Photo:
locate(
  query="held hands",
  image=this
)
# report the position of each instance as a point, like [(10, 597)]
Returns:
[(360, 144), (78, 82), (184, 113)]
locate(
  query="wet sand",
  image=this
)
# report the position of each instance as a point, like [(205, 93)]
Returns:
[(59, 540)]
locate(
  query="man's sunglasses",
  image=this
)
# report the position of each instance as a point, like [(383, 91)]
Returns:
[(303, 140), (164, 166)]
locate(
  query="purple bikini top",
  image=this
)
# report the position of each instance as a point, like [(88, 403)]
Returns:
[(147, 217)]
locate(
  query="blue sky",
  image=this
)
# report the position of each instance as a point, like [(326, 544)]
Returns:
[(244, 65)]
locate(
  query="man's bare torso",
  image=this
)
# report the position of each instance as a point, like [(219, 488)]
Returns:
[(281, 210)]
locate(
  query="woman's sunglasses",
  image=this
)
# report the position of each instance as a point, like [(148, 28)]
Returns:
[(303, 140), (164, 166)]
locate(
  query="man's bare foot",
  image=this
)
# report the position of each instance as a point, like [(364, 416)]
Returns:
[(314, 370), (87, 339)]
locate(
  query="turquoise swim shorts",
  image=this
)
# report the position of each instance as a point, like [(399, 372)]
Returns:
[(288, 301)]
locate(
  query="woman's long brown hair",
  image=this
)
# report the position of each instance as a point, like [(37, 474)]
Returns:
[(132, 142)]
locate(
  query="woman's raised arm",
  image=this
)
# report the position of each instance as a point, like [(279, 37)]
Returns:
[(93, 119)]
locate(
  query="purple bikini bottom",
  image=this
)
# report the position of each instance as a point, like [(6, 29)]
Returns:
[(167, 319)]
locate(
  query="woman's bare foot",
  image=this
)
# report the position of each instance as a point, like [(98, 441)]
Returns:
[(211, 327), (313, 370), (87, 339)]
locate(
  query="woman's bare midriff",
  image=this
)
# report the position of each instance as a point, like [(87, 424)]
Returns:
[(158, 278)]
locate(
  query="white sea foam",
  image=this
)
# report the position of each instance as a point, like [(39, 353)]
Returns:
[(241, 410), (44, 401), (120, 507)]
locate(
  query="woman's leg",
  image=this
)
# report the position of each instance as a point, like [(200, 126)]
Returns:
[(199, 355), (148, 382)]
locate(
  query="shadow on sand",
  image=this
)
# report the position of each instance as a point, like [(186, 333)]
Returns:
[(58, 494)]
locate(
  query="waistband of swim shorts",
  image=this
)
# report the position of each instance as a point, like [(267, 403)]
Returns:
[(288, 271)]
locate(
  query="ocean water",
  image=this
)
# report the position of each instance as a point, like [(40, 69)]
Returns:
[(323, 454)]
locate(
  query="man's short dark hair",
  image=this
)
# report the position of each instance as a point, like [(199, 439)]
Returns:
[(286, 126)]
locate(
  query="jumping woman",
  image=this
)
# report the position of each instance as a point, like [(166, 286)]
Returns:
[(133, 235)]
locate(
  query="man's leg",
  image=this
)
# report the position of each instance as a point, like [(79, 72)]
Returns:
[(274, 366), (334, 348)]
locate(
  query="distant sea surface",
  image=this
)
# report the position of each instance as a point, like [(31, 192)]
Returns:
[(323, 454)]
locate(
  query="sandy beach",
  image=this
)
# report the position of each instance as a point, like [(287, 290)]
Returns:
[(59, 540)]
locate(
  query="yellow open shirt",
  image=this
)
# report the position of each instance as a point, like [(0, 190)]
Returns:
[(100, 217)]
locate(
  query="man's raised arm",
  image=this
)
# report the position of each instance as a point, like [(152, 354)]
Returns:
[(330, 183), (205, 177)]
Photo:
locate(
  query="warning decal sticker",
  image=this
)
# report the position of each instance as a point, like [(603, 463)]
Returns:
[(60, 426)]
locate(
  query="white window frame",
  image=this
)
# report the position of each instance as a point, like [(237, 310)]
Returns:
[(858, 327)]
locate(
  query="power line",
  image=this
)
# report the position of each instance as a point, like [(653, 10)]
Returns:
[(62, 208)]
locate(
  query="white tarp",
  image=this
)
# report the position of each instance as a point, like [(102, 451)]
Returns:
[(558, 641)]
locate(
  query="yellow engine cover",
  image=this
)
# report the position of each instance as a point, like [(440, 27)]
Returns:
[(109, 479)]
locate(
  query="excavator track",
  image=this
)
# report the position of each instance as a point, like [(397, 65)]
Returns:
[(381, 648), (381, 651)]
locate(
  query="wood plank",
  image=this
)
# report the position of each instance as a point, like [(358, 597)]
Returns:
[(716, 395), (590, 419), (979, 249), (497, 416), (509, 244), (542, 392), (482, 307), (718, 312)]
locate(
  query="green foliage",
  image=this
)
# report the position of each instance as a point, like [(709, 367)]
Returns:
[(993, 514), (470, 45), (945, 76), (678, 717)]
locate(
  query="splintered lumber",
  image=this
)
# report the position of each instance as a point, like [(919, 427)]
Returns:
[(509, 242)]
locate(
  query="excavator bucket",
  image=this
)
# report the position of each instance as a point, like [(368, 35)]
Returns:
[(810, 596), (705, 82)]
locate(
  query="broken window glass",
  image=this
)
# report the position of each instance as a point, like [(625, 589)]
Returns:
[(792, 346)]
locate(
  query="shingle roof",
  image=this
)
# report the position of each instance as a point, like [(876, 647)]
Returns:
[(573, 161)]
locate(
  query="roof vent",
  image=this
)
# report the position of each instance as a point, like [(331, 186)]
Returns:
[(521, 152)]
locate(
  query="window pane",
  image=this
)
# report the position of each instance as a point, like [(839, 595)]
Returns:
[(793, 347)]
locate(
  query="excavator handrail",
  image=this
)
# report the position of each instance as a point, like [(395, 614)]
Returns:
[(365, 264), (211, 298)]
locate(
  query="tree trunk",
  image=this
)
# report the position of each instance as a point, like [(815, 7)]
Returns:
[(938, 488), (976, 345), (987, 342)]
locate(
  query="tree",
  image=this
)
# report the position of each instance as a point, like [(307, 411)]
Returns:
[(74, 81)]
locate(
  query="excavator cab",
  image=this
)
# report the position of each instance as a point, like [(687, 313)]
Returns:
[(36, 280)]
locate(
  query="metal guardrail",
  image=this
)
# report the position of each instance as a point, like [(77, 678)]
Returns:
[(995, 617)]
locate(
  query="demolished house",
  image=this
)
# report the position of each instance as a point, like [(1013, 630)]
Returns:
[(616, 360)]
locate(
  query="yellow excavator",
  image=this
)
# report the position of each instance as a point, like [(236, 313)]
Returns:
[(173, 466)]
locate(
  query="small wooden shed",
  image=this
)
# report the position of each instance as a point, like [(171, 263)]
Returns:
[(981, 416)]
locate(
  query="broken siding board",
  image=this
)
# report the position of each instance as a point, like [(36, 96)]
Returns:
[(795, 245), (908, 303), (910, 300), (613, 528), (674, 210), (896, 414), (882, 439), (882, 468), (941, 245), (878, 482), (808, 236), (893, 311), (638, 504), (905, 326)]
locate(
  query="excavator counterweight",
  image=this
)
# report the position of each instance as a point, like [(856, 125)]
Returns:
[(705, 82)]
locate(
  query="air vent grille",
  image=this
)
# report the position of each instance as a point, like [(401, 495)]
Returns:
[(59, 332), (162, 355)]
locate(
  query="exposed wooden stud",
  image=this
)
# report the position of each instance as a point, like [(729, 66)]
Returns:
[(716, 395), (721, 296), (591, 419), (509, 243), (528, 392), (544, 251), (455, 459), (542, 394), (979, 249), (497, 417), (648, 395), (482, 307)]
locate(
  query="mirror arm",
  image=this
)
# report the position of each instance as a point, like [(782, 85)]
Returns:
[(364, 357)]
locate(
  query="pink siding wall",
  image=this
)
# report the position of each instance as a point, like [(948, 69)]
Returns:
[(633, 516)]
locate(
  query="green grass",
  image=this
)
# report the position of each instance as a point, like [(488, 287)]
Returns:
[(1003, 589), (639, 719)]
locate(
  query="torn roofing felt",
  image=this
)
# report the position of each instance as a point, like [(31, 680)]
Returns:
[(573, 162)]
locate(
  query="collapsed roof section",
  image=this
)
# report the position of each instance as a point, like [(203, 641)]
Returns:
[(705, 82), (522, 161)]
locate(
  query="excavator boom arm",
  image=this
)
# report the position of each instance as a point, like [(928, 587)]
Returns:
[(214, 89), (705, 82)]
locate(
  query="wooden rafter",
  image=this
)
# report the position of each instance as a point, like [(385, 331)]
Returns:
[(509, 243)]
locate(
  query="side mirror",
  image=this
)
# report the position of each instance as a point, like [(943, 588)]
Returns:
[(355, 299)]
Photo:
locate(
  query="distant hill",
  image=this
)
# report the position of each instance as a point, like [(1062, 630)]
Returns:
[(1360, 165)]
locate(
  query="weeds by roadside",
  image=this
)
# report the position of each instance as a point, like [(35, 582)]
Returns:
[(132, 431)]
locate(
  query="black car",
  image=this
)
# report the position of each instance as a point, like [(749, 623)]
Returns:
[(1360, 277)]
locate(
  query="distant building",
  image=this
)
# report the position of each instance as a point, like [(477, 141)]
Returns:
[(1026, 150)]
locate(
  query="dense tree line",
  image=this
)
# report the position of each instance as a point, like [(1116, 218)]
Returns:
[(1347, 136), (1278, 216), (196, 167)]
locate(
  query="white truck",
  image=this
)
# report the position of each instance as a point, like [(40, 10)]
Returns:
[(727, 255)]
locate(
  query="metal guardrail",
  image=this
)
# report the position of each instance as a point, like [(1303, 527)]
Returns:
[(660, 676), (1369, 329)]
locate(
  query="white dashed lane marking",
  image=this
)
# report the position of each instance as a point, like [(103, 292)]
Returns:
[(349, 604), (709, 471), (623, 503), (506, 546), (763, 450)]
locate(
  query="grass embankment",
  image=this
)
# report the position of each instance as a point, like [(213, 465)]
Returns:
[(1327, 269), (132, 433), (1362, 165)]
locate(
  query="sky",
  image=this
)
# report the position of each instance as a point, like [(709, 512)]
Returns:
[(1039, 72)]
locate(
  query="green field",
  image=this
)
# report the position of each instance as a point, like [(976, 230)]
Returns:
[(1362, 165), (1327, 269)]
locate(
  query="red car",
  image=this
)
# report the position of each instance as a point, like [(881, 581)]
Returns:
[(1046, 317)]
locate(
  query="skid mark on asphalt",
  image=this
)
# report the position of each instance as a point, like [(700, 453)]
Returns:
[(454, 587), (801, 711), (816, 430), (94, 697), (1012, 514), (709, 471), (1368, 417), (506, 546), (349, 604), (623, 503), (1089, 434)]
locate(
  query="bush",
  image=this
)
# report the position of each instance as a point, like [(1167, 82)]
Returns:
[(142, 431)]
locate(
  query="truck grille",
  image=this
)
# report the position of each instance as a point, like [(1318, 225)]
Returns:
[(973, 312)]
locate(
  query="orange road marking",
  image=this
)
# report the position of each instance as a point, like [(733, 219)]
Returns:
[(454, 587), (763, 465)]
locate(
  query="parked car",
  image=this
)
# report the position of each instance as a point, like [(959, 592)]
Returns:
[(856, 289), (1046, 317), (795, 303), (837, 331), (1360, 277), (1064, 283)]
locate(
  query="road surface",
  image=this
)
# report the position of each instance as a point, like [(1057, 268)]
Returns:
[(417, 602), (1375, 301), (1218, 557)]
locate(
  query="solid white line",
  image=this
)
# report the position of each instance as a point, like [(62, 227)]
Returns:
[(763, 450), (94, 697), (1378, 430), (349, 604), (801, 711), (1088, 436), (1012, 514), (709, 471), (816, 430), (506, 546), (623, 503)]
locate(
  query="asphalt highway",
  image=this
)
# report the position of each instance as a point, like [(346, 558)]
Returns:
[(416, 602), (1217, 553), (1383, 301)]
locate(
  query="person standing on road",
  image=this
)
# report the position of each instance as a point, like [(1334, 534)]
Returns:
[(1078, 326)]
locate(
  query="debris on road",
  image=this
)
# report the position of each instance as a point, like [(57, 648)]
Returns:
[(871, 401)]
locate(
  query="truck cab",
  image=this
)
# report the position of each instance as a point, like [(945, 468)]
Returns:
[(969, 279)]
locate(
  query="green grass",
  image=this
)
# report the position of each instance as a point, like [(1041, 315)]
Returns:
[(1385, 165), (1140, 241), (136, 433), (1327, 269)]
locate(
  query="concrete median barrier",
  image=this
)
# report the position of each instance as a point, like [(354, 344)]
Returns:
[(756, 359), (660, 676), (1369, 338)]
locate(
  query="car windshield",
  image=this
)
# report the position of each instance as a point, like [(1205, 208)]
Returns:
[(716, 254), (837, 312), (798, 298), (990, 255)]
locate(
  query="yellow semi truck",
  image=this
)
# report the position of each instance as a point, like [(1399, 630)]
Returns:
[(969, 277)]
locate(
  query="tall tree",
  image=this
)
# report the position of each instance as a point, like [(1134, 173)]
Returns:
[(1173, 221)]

****************

# INSTRUCTION
Please select every line in the items above that contains the word "foot", and copy each one. Case counts.

# RESPONSE TO THE TASK
  query="man's bare foot",
  query="woman's bare foot",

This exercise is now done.